• What the exercise asks
Search the data for "nose". Each line containing it is to be copied.

• Study material
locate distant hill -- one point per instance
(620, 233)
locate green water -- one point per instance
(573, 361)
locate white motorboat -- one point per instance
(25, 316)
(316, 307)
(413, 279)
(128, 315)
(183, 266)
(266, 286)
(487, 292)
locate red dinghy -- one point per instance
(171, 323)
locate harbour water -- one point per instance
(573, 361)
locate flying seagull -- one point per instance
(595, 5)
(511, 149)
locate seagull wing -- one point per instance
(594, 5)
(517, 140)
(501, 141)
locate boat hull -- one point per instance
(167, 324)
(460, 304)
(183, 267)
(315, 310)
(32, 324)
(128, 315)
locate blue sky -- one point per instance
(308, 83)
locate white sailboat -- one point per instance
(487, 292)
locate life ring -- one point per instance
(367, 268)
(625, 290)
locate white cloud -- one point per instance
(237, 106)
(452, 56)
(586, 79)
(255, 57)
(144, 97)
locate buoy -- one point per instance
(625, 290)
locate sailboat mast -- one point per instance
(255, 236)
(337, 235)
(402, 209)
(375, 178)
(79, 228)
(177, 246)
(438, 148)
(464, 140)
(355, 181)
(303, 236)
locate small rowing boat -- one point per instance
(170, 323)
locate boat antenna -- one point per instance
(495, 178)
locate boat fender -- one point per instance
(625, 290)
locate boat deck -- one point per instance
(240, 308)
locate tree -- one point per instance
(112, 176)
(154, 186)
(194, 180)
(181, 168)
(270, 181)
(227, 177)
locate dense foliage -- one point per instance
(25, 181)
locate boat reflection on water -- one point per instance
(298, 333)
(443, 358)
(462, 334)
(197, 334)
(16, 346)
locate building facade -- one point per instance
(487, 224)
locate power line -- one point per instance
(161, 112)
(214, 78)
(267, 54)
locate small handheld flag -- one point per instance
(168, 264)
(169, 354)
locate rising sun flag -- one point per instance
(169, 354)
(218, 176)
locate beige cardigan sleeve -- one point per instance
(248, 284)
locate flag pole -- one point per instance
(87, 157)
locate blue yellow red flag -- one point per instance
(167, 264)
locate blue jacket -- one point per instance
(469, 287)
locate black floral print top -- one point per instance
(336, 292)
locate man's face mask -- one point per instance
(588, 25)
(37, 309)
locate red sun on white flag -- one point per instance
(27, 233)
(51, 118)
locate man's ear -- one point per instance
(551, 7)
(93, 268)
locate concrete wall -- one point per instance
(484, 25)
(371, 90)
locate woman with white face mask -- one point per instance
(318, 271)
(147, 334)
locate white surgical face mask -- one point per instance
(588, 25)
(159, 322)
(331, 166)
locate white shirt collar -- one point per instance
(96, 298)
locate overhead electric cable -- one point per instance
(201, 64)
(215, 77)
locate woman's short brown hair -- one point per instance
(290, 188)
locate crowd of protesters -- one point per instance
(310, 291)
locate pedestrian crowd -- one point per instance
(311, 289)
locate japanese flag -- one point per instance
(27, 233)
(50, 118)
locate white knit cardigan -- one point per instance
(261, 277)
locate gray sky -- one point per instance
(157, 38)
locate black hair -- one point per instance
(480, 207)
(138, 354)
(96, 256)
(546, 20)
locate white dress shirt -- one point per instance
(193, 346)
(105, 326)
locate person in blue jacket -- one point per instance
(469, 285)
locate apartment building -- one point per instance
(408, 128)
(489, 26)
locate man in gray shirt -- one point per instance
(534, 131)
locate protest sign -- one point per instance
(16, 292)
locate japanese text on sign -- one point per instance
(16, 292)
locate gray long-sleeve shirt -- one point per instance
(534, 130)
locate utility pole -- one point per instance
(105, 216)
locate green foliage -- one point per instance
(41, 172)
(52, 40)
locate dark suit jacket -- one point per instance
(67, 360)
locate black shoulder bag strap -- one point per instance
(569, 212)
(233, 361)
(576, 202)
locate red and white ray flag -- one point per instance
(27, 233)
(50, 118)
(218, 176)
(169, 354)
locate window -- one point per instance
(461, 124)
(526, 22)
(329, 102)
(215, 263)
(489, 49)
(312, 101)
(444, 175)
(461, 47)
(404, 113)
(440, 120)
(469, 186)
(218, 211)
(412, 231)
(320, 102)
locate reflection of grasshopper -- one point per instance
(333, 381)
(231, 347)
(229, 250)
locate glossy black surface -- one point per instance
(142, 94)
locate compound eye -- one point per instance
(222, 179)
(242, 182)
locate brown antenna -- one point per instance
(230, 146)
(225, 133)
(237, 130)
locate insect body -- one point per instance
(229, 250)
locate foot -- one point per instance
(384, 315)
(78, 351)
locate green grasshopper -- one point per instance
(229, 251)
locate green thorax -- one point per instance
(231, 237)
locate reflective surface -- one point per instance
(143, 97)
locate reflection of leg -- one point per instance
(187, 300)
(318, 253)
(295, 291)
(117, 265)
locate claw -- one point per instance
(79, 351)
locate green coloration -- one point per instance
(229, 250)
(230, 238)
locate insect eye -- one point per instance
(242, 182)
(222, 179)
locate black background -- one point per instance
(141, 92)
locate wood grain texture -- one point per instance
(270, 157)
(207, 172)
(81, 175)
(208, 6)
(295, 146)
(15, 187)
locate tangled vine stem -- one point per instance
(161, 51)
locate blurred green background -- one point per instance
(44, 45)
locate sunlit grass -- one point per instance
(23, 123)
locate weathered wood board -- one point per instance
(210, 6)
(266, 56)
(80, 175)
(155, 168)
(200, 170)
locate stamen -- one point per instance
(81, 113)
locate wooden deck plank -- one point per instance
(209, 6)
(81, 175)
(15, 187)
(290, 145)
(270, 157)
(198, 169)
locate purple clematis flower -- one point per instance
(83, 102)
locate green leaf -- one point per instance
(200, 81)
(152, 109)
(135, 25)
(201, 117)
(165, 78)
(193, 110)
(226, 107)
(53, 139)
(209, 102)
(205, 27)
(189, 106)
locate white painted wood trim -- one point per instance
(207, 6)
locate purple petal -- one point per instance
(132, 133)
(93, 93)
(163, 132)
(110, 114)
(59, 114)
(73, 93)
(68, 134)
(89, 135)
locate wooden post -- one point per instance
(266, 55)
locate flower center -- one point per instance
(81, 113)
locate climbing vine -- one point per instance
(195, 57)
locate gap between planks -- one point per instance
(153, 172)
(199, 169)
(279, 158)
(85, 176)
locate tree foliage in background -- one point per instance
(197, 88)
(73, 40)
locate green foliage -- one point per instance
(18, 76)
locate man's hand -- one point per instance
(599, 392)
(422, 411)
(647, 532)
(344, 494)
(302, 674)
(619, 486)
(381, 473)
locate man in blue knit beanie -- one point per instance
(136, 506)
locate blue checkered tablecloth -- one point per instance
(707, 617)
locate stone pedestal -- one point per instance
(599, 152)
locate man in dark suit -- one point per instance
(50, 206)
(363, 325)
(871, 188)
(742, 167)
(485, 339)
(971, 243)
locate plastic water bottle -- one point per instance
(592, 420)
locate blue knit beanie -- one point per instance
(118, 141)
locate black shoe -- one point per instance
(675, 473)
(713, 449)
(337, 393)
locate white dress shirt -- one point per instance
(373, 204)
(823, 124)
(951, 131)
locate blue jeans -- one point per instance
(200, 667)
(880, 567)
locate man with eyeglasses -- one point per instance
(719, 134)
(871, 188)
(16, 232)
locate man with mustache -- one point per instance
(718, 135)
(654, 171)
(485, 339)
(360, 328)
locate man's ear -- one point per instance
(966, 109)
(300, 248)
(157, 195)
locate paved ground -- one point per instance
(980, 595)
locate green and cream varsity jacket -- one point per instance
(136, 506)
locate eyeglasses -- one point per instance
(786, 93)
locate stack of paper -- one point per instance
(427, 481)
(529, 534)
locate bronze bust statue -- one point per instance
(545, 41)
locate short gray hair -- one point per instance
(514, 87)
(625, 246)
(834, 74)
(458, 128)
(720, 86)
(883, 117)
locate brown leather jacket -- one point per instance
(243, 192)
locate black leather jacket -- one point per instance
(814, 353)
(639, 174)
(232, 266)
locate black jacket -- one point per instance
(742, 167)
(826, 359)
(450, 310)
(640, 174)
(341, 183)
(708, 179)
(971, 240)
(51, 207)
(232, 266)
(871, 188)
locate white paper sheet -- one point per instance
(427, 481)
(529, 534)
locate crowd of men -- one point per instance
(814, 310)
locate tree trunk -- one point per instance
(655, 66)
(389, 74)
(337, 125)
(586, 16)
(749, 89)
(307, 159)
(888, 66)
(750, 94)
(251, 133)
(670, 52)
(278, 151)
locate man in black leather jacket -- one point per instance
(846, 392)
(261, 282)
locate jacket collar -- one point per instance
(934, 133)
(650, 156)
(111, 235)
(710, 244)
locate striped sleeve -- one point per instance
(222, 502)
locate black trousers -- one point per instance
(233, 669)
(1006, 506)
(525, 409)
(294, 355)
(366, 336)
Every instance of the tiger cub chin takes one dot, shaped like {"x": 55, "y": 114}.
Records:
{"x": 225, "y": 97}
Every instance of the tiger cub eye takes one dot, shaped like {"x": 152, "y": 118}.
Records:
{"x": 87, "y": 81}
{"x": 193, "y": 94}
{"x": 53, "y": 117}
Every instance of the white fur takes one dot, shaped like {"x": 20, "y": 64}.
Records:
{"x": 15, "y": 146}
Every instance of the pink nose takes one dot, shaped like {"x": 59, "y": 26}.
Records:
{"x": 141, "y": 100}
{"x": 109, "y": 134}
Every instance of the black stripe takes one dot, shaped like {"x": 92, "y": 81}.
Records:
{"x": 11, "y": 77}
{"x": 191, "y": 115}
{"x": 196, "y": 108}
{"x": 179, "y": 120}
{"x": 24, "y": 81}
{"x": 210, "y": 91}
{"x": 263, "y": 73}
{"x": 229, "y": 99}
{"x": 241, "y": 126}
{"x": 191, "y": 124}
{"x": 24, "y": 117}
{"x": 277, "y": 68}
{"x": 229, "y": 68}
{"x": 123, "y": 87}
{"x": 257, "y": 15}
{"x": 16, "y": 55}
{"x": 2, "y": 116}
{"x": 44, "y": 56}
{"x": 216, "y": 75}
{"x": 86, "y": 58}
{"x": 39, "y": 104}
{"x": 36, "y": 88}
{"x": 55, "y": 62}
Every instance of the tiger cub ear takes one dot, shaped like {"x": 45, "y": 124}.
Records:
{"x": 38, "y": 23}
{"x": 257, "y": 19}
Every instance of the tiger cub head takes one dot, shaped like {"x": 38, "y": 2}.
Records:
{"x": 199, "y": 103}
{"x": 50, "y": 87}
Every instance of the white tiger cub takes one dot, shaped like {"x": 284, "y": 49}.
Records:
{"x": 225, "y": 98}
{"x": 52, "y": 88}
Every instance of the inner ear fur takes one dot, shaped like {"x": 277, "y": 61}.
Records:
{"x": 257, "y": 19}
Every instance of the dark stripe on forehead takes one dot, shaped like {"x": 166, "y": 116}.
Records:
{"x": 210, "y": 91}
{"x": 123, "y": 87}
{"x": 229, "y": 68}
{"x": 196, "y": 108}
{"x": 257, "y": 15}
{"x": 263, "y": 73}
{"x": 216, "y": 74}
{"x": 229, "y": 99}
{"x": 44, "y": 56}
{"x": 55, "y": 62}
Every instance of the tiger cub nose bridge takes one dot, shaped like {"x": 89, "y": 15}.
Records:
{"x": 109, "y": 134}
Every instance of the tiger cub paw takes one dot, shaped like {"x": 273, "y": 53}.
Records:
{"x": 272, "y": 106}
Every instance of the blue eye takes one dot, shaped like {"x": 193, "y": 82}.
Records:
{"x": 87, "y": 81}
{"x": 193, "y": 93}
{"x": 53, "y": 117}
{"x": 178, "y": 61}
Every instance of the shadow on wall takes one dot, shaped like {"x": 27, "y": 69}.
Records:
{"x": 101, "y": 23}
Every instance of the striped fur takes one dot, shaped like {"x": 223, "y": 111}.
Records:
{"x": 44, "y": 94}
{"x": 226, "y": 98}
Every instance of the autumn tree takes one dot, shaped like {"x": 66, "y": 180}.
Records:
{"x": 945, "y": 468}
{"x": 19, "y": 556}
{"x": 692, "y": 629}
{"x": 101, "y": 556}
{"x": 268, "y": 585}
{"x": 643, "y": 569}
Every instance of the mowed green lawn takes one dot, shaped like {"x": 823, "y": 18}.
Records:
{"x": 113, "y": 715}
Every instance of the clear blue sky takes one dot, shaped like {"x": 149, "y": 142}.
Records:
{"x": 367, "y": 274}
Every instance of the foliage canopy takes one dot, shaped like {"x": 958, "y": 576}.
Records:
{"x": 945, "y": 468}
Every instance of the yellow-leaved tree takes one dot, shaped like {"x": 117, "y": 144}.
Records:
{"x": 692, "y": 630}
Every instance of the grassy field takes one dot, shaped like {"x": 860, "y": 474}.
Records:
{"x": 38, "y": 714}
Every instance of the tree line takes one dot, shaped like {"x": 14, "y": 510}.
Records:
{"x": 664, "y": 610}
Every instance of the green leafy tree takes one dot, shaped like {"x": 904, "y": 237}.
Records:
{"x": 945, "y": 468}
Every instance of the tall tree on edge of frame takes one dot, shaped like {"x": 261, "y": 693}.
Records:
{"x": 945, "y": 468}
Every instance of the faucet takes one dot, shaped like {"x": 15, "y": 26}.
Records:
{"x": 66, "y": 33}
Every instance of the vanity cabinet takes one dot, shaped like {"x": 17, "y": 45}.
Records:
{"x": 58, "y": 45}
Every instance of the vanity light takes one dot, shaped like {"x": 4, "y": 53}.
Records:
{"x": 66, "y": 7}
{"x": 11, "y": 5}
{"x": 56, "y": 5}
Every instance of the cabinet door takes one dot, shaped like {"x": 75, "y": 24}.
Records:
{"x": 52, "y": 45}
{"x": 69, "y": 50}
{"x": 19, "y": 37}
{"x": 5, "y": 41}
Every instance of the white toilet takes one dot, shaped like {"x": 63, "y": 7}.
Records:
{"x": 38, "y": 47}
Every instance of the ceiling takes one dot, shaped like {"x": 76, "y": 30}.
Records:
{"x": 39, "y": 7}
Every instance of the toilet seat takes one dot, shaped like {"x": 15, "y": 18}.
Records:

• Response area
Every instance of the pink nose takes one dot, shaped like {"x": 59, "y": 26}.
Every instance of the tiger cub nose bridge takes one dot, shaped like {"x": 89, "y": 15}.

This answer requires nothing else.